PAGE TEXT:
# # # #

Bio-inspired flocculation strategy for sustainable microplastic removal by co-precipitation synergy between extracellular organic matter (EOM) and Fe (III)

Coagulation has proven effective in removing microplastics (MPs) from water, yet existing studies indicate that using coagulants alone often yields unsatisfactory results. Therefore, developing sustainable flocculation technologies is crucial for efficient microplastic removal. In this study, microbial flocculants originated from algal extracellular organic matter (EOM) were used to enhance the effectiveness of the traditional flocculant ferric chloride (FeCl₃) for MP removal in marinr water. The PS flocculation efficiency of Fe (III)–EOM treatment achieved 90 %, which is 5 to 10 times higher than that of FeCl₃ treatment. Zeta potential, scanning electron microscopy (SEM), fourier transform infrared spectroscopy (FTIR), and X-ray photoelectron spectroscopy (XPS) analyses revealed that EOM significantly enhanced flocculation by facilitating charge neutralization and agglomeration adsorption. Additionally, reductions in total organic carbon (TOC), protein, total sugars and Fe concentration after flocculation in the Fe (III)–EOM system confirmed effective binding and co–precipitation of organic compounds in EOM with Fe (III). At 1 mmol/L Fe (III), the removal efficiency of TOC, total sugars, and proteins in the K1–EOM/S1–EOM systems reached 39 %/21 %, 47 %/40 %, and 10 %/18.7, respectively. Notably, the Fe (III)–EOM system significantly reduced residual iron levels to below 1 mg/L, which is significantly lower than that using FeCl₃ alone (29.1 mg/L). Therefore, the Fe (III)–EOM flocculation system demonstrates a high flocculation efficiency with low iron residue, providing a promising and sustainable solution for MP removal in water treatment.

# # # #

YOUR OBJECTIVE: According to the text on microplastic flocculation, what residual iron level remained when FeCl₃ was used alone?

Region descriptions in natural language:
# # # #

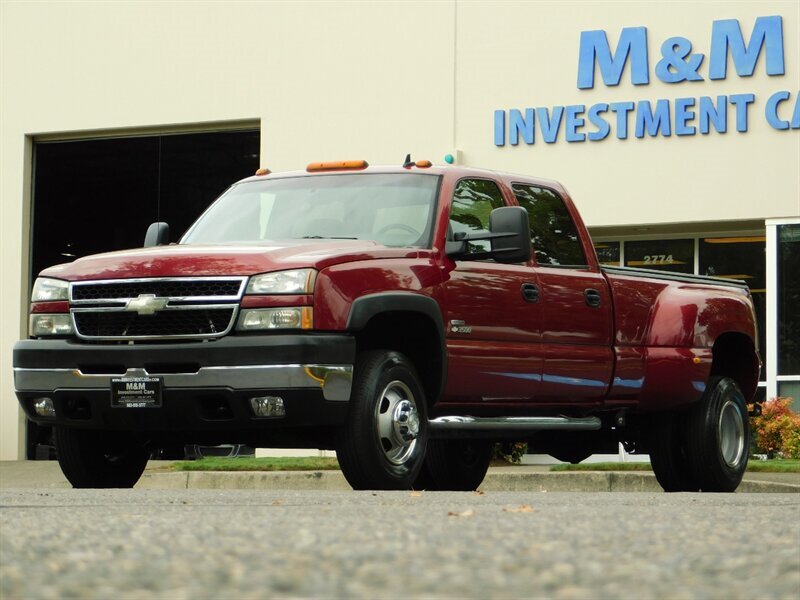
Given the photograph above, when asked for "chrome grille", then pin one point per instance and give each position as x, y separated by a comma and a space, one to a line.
162, 288
167, 323
156, 309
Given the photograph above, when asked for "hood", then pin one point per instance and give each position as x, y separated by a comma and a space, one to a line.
220, 260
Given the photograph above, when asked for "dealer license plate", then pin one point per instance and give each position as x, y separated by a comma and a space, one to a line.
136, 392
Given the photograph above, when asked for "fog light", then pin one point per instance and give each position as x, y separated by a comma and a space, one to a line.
44, 407
268, 406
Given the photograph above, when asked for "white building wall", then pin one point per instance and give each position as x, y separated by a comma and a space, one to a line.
332, 80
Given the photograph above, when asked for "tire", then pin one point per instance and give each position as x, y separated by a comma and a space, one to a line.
669, 454
381, 446
718, 436
455, 465
95, 459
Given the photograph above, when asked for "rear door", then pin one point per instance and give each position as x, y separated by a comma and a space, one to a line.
575, 301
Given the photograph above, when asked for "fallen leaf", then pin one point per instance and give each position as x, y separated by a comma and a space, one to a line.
521, 508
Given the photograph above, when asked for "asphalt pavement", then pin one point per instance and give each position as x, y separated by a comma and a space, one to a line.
176, 544
532, 478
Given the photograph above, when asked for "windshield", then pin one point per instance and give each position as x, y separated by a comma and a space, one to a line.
392, 209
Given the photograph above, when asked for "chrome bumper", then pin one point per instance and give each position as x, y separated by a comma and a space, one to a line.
335, 381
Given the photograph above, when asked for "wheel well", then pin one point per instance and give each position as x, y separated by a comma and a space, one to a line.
735, 356
413, 334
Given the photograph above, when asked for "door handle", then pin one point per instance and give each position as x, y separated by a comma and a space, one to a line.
593, 298
530, 292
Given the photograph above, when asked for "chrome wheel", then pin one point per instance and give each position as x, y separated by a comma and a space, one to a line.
397, 422
731, 434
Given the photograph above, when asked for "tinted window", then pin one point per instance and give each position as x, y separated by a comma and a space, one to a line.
608, 253
473, 202
553, 234
676, 256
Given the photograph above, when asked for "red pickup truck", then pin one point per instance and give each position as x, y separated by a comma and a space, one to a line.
407, 317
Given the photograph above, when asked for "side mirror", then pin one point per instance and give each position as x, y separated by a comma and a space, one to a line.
513, 244
509, 235
157, 235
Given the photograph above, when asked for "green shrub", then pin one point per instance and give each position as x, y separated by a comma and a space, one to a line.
776, 432
510, 451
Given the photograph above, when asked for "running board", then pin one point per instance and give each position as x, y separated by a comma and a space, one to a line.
489, 427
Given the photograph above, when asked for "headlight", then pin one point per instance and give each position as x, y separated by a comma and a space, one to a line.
42, 324
293, 317
47, 290
297, 281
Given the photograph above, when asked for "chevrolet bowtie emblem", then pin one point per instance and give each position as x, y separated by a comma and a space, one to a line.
146, 304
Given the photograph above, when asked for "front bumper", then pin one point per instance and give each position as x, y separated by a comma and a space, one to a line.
206, 385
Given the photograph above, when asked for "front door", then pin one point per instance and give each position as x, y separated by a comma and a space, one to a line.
575, 300
492, 314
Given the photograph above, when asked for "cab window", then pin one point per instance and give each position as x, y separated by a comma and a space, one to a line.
554, 236
473, 202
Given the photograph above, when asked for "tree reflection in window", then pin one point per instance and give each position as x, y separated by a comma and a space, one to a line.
473, 202
553, 234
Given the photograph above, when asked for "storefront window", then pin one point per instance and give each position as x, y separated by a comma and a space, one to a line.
740, 258
676, 256
789, 299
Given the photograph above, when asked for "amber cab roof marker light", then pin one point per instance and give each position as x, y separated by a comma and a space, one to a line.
420, 164
340, 165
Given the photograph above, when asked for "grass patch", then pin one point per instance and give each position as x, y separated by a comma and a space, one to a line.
754, 466
774, 466
287, 463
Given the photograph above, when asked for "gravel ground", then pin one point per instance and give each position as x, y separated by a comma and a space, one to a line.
235, 544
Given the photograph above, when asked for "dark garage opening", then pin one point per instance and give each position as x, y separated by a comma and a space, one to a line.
99, 195
94, 196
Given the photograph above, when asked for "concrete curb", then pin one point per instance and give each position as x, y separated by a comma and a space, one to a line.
496, 481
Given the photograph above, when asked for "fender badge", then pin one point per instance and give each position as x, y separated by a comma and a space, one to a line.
458, 326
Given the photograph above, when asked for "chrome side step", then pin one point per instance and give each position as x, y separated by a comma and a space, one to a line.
489, 426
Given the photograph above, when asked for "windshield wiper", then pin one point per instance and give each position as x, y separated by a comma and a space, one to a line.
325, 237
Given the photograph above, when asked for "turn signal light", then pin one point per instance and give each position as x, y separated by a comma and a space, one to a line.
342, 165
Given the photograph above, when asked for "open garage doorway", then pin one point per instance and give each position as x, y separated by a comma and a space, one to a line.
99, 195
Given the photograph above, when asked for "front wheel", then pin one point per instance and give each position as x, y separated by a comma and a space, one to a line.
97, 459
718, 436
382, 443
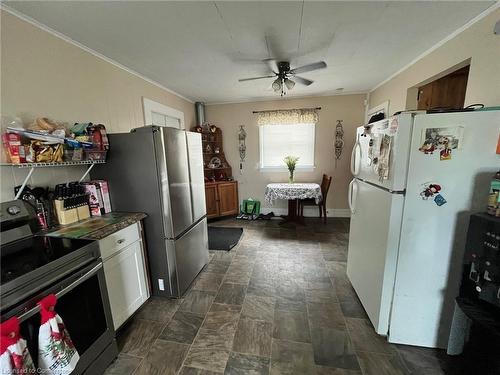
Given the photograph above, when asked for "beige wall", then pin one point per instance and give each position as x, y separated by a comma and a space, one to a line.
477, 43
252, 182
42, 75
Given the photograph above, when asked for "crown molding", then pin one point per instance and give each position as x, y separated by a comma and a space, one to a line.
99, 55
479, 17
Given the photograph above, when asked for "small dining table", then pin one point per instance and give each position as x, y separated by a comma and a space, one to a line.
292, 192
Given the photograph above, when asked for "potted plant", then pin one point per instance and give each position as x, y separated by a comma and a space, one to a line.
291, 162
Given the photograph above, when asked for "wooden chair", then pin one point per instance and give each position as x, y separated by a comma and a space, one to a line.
325, 186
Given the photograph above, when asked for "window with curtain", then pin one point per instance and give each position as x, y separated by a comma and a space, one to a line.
287, 132
278, 141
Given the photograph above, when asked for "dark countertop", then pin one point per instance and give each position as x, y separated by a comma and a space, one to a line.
97, 227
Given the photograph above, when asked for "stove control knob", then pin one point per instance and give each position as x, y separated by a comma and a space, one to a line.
13, 210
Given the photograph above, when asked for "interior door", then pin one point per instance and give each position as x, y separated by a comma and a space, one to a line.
228, 198
175, 183
195, 157
373, 247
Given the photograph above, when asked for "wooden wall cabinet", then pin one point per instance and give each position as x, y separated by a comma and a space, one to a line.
221, 198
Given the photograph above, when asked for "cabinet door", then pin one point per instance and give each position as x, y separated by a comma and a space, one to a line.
228, 198
211, 199
126, 282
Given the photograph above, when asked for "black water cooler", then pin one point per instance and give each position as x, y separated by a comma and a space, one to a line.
479, 298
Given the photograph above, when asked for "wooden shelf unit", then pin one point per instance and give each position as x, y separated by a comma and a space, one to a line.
221, 195
210, 142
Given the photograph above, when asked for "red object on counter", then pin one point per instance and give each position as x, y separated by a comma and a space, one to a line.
12, 146
9, 333
47, 305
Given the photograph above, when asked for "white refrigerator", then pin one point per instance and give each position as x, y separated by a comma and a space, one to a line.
405, 249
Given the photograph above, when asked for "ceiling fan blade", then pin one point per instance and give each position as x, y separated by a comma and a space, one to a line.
272, 65
309, 68
251, 79
303, 81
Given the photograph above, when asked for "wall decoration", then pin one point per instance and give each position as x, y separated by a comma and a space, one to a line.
380, 109
242, 148
442, 139
433, 191
339, 140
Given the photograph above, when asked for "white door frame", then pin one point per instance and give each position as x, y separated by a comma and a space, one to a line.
150, 106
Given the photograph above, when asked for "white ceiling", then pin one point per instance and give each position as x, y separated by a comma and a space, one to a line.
200, 49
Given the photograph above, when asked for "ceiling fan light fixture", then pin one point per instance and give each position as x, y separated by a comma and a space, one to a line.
289, 83
277, 85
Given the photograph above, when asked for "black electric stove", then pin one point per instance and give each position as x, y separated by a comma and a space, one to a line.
33, 267
34, 262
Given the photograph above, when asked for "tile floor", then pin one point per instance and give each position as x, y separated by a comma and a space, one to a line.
278, 303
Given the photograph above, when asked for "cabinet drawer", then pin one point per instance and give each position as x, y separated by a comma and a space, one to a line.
126, 282
119, 240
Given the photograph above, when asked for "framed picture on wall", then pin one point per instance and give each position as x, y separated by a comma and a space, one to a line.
381, 108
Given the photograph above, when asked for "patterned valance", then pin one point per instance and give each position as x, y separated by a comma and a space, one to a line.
288, 117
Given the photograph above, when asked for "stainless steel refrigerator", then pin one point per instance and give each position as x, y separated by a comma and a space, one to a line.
159, 171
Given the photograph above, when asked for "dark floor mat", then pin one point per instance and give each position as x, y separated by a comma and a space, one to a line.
220, 238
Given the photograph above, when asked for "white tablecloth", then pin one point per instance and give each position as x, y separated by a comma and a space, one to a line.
292, 191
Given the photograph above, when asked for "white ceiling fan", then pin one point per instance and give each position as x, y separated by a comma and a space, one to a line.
282, 73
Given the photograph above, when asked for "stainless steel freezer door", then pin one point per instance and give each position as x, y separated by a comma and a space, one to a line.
191, 255
173, 167
195, 156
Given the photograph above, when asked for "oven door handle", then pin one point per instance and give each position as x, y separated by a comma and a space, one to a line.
62, 292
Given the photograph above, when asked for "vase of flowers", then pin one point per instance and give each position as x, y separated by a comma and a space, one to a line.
291, 162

# # # #

YOUR RESPONSE: 29.1 mg/L